- Text to read
################

Okay, I'm your typical shy girl who sits in class and never raises her hand - except this typical shy girl started to have a crush on this guy in her class. Now, there are a few things you should know about me before any assumptions are made:
1) I do not believe in love at first sight.
2) I can honestly say I prefer personality over looks.
3) I just got out of a serious depression period involving someone who treated me horribly for the past four years.
After I got out of that depression, I became a much happier person being able to leave my past behind.
I felt that I should no longer waste my time on upsetting things, but rather focus myself on things that I want to do, for myself and for my own happiness. It has taken a lot of effort for me to open my heart up again (as cliche as that sounds) and this time I'm determined to fall in love with the right person.
Unfortunately, fate dealt me a card that I really do not how to handle this time. I am really attracted to the boy sitting next to me in class, but we have never spoken until recently. I gathered a huge amount of courage up to send him an email regarding schoolwork and we only exchanged a few very brief emails (plus I had to actually look up the school directory for his email...). I borrowed his notes and gave them back today, but I did NOT have the nerve to ask him for his MSN so I (after a long debate because I am usually not so straightforward and direct) emailed him once again, thanking him for the help while asking him a question about his major, hoping he'd reply and keep a conversation going.
Now, I know you may think this is super normal, but I have always been the one who (and I don't mean to sound conceited) has her email and number be asked for. I find it annoying sometimes that those guys are just lusting after my physicality and not my personality. Now that I seem to be in the same boat (but I swear I do not only have a crush on this guy because of his looks), I don't know if what I'm doing is too aggressive or seem ...annoying? I'm usually not like this, but I thought
what the heck, you only live life once and I don't want to regret not doing anything for myself at least once...so here goes nothing.Have you ever done something out of your comfort zone to get what you want out of love? What'd you do?
Comments (25)
I decided to date a guy even though I was recovering from PTSD relating to the male body. Our relationship went wrong and our friendship has been lacking ever since, but I would say I really let a lot of things limit me back then because taking a risk at love has allowed me to take risks at all sorts of things. Now I'm working at letting go and admitting to myself that I've screwed up.
Maybe he thought your finding his email through a directory was a little strange. After all, most people ask to exchange emails in person before resorting to something else. Try to get the nerve to strike up a conversation in class. You have the perk of sitting next time him, after all. Good luck =].

################

[Location labeling records]
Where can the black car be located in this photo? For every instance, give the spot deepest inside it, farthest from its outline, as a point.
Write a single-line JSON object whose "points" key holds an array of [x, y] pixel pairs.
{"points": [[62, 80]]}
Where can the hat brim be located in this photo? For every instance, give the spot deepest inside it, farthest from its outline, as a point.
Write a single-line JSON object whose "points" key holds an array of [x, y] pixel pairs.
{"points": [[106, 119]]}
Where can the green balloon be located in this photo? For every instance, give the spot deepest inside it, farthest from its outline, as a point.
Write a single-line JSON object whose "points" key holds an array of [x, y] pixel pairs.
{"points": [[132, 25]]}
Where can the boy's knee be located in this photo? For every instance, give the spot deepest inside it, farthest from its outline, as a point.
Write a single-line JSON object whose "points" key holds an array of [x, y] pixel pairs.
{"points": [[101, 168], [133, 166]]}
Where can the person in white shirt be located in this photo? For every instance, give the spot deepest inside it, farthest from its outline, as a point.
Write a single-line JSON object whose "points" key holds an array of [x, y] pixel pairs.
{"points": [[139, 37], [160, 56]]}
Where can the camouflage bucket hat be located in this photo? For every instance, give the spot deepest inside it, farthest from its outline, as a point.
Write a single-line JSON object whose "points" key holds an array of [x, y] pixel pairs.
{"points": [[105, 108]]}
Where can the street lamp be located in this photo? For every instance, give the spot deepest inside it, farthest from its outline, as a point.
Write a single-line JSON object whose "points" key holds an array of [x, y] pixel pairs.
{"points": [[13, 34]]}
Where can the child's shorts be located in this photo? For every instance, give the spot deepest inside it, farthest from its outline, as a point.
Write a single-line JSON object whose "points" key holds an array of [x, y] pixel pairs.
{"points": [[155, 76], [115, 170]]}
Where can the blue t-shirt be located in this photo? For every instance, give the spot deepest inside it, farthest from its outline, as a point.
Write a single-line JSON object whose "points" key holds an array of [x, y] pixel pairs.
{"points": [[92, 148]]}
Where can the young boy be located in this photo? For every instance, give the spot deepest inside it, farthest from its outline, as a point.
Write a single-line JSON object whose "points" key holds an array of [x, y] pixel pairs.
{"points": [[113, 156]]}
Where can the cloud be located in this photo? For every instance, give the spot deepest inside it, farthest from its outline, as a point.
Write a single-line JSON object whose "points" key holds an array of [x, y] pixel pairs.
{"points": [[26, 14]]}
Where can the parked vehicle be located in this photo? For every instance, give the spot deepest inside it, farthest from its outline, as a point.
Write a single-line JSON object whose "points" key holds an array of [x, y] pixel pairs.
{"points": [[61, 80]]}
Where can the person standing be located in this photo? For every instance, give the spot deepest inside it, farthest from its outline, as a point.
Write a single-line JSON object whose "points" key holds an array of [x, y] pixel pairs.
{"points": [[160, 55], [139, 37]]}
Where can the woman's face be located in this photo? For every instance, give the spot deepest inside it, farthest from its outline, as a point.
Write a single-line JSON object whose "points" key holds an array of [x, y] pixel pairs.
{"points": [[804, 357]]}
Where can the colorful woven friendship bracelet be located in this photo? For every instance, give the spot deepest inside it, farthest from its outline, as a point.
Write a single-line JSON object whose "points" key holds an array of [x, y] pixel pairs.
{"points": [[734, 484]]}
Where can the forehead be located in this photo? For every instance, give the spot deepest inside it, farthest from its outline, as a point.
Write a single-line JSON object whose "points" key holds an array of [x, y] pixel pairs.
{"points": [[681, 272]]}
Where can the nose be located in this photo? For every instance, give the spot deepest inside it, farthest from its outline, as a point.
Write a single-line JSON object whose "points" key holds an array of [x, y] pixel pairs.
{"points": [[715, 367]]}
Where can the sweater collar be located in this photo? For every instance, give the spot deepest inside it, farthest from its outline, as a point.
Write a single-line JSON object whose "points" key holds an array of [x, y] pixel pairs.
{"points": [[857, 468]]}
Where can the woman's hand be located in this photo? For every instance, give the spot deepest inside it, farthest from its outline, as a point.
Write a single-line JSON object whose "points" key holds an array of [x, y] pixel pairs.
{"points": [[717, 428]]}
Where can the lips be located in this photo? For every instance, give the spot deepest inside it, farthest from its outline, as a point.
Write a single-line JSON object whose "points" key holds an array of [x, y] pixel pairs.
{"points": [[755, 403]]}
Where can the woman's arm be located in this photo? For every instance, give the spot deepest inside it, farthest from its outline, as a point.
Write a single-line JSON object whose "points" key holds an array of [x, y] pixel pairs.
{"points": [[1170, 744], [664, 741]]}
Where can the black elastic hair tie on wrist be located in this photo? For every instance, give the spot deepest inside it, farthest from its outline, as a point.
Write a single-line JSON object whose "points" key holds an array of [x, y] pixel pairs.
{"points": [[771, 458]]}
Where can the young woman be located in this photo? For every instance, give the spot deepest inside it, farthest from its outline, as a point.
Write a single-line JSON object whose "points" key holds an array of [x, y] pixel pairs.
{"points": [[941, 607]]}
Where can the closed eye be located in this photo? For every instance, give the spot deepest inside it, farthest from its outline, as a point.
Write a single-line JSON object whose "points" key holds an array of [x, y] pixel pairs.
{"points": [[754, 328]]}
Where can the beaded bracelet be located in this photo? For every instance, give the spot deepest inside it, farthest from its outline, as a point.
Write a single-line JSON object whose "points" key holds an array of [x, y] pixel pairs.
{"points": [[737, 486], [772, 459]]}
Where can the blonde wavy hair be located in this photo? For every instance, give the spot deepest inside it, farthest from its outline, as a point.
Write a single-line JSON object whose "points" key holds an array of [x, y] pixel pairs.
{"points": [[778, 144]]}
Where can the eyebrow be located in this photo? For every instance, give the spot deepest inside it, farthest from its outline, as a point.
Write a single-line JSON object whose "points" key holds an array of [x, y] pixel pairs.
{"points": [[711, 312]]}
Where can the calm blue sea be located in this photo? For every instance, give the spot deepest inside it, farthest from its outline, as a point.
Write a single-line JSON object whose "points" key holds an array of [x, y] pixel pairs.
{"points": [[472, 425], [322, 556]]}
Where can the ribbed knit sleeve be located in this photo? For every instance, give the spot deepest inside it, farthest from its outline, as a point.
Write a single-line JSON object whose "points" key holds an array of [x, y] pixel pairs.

################

- Exercise A
Answer these questions about the crush post:
(i) For how long did someone treat the writer horribly?
(ii) Where did the writer look to find the boy's email?
(iii) What does the second comment suggest the writer try to do in class?
- Exercise B
Copy a passage from the crush post word for word. Begin at the words "2) I can honestly" and stop after "my past behind.".

- Exercise result A
(i) For the past four years.
(ii) The school directory.
(iii) Get the nerve to strike up a conversation with him.

- Exercise result B
2) I can honestly say I prefer personality over looks.
3) I just got out of a serious depression period involving someone who treated me horribly for the past four years.
After I got out of that depression, I became a much happier person being able to leave my past behind.